:: ANWEISUNG A ::
Skaliere die Auflistung aus der Datensammlung, indem du alle ihre Zeilen einschließlich der Aufforderungen erneut ausgibst und dabei jede Zahl in den Antworten, also die Polygonkoordinaten, mit 2,3 multiplizierst und auf ganze Zahlen rundest, wobei genau halbe Werte aufgerundet werden. Die Aufforderungen und ihre Formatbeispiele bleiben unverändert.

:: TEXT ::
Karfreitag: Dem Dunkel eine Geschichte erzählen

  • Predigten
  • –   
  • –   

Eine Geschichte, dem Dunkel erzählt

Eines der prosaischen Frühwerke Rilkes sind „Geschichten vom lieben Gott“. Dreizehn Erzählungen, die 1899 entstanden und zum Teil durch den Erzählenden, allemal durch ihr Thema verbunden sind. Es geht um die vielen Fragen nach Gott, teils kindlich und fröhlich – ob er denn chinesisch sprechen könne oder wie seine Hände wohl aussehen -, teil reif und schmerzlich – ob er gegenwärtig sei, und wo er war, als das Leben sich unerträglich zeigte. „Eine Geschichte, dem Dunkel erzählt“ gehört in diese zweite Kategorie der Geschichten.

Kurz zusammengefasst – der erste Teil: Dr. Georg Laßmann ist im Zug unterwegs, seine beiden verheirateten Schwestern zu besuchen. Auf der Fahrt kommt ihm die Nachbarstochter Klara Söllner in den Sinn, eine Spielgefährtin aus Kindertagen, deren Lebensweg er aus den Augen verloren hat. Sein Schwager, der Herr Rat, ist verwundert, dass Laßmann das Schicksal Klaras nicht in der Zeitung verfolgt habe, sie habe ihren Mann, einen Baurat verlassen, sei ihm durchgegangen, natürlich nicht allein, sie sei auf eine Vergnügungsreise gegangen, natürlich nicht allein. Und das, obwohl sie nichts mit in die Ehe brachte, keine Schönheit gewesen sei, man ihr gesellschaftlich alle Türen geöffnet habe. Aus Italien zurück, sei sie in München geblieben und ward nicht mehr gesehen. Rilke schreibt: „Vierzehn Tage später reiste der Doktor ab. Er wusste mit einemmal, dass er seine Kindheit anderswo suchen müsse.“[1] Er findet seine Freundin aus Kinderzeiten in einer kleinen Wohnung in Schwabing, allein erzieht sie ihren knapp zweijährigen Sohn. Klara erzählt auf Nachfrage Georgs ihre Geschichte.

(Einträge aus einer Datensammlung)

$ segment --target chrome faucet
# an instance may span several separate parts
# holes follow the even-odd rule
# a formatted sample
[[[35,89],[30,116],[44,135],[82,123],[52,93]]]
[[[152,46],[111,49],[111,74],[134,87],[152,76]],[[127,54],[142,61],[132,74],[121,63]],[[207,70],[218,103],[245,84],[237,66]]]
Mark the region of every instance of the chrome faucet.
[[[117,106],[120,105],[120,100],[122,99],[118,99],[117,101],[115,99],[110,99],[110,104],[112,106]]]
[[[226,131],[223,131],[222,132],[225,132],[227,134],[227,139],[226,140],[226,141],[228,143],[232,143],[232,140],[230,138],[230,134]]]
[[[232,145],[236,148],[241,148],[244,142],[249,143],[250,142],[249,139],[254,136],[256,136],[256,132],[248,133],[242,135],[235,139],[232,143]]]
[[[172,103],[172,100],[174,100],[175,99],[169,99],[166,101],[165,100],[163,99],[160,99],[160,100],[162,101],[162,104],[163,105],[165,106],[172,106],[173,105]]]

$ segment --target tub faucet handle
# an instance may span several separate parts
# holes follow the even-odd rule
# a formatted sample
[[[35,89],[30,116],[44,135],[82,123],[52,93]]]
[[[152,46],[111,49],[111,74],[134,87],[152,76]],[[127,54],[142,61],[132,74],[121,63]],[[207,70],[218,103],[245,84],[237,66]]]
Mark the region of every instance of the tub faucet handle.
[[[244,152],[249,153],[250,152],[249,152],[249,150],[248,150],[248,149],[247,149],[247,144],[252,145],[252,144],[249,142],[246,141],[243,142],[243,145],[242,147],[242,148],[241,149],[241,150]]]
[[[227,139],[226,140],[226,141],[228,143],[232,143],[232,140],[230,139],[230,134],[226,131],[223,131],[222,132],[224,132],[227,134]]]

:: ANWEISUNG B ::
Setze den Text über Rilkes Erzählung „Eine Geschichte, dem Dunkel erzählt“ nach seinem letzten Satz fort.

:: ERGEBNIS A ::
$ segment --target chrome faucet
# an instance may span several separate parts
# holes follow the even-odd rule
# a formatted sample
[[[35,89],[30,116],[44,135],[82,123],[52,93]]]
[[[152,46],[111,49],[111,74],[134,87],[152,76]],[[127,54],[142,61],[132,74],[121,63]],[[207,70],[218,103],[245,84],[237,66]]]
Mark the region of every instance of the chrome faucet.
[[[269,244],[276,242],[276,230],[281,228],[271,228],[269,232],[265,228],[253,228],[253,239],[258,244]]]
[[[520,301],[513,301],[511,304],[518,304],[522,308],[522,320],[520,322],[520,324],[524,329],[534,329],[534,322],[529,317],[529,308]]]
[[[534,334],[543,340],[554,340],[561,327],[573,329],[575,327],[573,320],[584,313],[589,313],[589,304],[570,306],[557,311],[541,320],[534,329]]]
[[[396,237],[396,230],[400,230],[403,228],[389,228],[382,232],[380,230],[375,228],[368,228],[368,230],[373,232],[373,239],[375,242],[380,244],[396,244],[398,242]]]

$ segment --target tub faucet handle
# an instance may span several separate parts
# holes follow the even-odd rule
# a formatted sample
[[[35,89],[30,116],[44,135],[82,123],[52,93]]]
[[[152,46],[111,49],[111,74],[134,87],[152,76]],[[127,54],[142,61],[132,74],[121,63]],[[207,70],[218,103],[245,84],[237,66]]]
Mark the region of every instance of the tub faucet handle.
[[[561,350],[573,352],[575,350],[573,350],[573,345],[570,345],[570,343],[568,343],[568,331],[580,334],[580,331],[573,327],[566,324],[559,327],[559,334],[557,338],[557,340],[554,343],[554,345]]]
[[[522,320],[520,322],[520,324],[524,329],[534,329],[534,322],[529,320],[529,308],[520,301],[513,301],[511,304],[515,304],[522,308]]]

:: ERGEBNIS B ::
So viel für den Anfang. Wir kommen auf den Weitergang der Erzählung zurück.

» Authentizität auf dieser Ebene erweist sich dort, wo mein Reden durch mein Sein beglaubigt wird. «
Schulz von Thun, Friedemann (2021) Erfülltes Leben. Ein kleine Modell für eine große Idee, München, 152.

Die Feier vom Leiden und Sterben Christi

Jetzt Karfreitag. Die großen Gottesdienste im Kirchenjahr haben eigene Namen. Da ist die „Christmette“ für den nächtlichen Gottesdienst an Weihnachten. Da ist das „Hochfest der Auferstehung des Herrn“ mit der Osternacht und dem Ostersonntag, und selbst Fronleichnam, kaum mehr beachtet, heißt eigentlich „Hochfest des Leibes und Blutes Christi“. Der Gottesdienst an Karfreitag trägt den Namen „Feier vom Leiden und Sterben Christi“.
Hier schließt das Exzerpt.